Document segment:
Rather than only publishing analysis in traditional formats, such as PDF reports (which tends to be the way we publish our research at IF), the GLA Intelligence Unit is also increasingly pushing the London Datastore in new directions by incorporating a larger amount of interactive content – such as our interactive mapping tool for exploring local variations in Covid-19 mortality across London – which enable the end user to the play around with the data and draw their own conclusions from it.

Contrasts

In contrast to the work which I do for IF, a lot more of my work at the GLA is focused on generating impact within the wider analytical community, both inside and outside the GLA itself.

For example, I completed a big piece of work over the summer which involved building a prototype Reproducible Analytical Pipeline (RAP) using R and Github. A RAP is a computer program which automates the different stages which are involved in undertaking a piece of data analysis. This can include scraping raw data off a website, cleaning and wrangling it into a different format, and then extracting insights from it by creating visualisations and summary statistics, which will then be automatically updated each time the program runs.

The key thing about this piece of work was that, in addition to producing the analysis itself, an important goal of that project was to be able to have a working codebase hosted on Github for building RAPs which we could share with other analysts who wanted to implement a RAP using R themselves.

Given that I now work almost exclusively in both of my jobs with open-source software tools which are based on work which thousands of other developers have contributed for free, I think that publishing code which other users may end up using in their own projects is an important new way of generating impact from the things I do with data. Others agree, including the Social Metrics Commission

The other way in which the audiences who I am producing analysis for differ between my two jobs is that my work at the GLA is often for internal customers, such as policy teams or one of the deputy mayors, whereas as I outlined above the vast majority of my work at IF is public-facing.

Producing analysis for this type of audience often involves being able to distil a complicated piece of analysis down into a small number of key points, which is also where being able to produce impactful data visualisations using R’s ggplot package is an important skill to master.

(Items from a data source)
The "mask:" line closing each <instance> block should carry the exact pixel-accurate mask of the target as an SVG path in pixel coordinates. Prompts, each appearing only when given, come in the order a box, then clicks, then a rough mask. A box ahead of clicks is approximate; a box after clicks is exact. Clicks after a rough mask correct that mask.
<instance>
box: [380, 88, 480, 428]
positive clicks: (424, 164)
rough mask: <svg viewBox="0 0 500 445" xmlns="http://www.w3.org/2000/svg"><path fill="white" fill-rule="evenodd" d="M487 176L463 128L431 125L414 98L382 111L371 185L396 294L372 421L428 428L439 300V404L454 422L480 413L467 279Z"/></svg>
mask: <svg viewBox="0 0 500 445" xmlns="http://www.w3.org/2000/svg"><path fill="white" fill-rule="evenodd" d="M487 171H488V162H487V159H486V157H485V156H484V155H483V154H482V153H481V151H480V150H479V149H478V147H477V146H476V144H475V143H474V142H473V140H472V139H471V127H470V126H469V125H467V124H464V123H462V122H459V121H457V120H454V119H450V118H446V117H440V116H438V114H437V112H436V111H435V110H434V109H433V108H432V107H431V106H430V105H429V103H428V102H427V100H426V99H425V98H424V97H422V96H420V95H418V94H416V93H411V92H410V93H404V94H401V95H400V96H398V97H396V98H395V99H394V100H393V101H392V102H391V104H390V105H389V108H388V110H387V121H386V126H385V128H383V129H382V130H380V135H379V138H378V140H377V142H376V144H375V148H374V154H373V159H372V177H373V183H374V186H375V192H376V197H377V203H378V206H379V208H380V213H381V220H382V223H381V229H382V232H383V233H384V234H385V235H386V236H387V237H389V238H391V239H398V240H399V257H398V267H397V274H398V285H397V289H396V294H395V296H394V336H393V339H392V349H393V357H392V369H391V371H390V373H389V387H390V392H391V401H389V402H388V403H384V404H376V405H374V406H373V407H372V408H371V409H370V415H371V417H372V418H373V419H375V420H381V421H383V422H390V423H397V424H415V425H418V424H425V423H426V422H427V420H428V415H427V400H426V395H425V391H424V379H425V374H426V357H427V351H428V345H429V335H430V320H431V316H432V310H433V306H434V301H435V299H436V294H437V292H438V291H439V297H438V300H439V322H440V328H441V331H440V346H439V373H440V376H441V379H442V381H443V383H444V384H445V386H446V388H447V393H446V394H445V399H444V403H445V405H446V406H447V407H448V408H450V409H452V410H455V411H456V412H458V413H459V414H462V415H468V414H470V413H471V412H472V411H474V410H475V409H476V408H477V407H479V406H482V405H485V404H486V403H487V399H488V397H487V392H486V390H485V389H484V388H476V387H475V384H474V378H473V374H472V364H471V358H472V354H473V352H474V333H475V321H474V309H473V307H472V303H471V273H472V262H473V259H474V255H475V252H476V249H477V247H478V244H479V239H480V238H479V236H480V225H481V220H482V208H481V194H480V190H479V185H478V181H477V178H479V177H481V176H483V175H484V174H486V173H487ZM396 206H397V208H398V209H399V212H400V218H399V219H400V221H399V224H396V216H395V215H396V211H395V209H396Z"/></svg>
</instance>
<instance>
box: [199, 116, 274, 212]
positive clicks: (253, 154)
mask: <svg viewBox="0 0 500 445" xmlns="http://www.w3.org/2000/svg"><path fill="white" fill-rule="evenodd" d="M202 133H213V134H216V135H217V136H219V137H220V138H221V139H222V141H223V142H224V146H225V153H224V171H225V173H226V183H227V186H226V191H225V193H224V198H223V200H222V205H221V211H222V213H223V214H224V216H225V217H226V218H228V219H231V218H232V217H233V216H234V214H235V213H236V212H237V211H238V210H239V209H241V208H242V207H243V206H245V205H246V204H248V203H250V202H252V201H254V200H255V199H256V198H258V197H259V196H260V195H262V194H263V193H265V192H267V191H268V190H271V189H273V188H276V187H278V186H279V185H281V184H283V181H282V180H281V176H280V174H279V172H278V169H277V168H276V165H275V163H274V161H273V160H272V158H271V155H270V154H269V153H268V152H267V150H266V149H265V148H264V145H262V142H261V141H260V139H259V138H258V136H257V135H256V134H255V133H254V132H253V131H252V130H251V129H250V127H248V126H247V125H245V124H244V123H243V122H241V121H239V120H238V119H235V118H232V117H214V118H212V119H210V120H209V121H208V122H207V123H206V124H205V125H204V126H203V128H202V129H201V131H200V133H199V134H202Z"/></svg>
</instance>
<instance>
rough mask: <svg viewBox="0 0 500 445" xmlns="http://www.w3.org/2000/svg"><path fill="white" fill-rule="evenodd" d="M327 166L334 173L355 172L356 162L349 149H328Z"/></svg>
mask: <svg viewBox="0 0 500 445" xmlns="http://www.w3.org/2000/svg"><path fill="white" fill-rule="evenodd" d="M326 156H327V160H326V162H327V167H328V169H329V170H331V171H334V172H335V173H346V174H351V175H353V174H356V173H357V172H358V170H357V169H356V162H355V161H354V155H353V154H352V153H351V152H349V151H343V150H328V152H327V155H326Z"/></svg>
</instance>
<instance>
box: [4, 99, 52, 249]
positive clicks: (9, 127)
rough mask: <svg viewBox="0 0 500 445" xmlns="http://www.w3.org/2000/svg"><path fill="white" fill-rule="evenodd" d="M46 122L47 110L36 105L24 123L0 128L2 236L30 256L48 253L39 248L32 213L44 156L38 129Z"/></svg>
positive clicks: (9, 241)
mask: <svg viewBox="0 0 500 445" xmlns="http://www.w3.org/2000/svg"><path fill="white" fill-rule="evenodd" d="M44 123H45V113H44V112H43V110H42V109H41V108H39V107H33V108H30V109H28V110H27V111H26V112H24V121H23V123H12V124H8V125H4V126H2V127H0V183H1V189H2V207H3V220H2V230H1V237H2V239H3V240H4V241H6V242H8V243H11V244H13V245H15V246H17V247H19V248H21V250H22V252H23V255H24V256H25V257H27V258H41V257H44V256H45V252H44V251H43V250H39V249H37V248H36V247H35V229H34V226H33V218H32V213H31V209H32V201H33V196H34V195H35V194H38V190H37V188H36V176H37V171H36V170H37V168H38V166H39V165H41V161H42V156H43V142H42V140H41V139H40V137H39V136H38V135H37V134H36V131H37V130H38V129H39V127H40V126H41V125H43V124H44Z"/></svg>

Exercises:
**1.** List the stages of data analysis that the passage on data analysis work says a RAP can include.
**2.** Repeat the part of the passage on data analysis work starting with "Producing analysis for this" and going on through "skill to master.".
**3.** According to the passage on data analysis work, what does the abbreviation RAP stand for?
The entries are not needed for any of this work.

Answers to the problems:
**1.**
- Scraping raw data off a website
- Cleaning and wrangling it into a different format
- Extracting insights from it by creating visualisations and summary statistics

**2.**
Producing analysis for this type of audience often involves being able to distil a complicated piece of analysis down into a small number of key points, which is also where being able to produce impactful data visualisations using R’s ggplot package is an important skill to master.

**3.** Reproducible Analytical Pipeline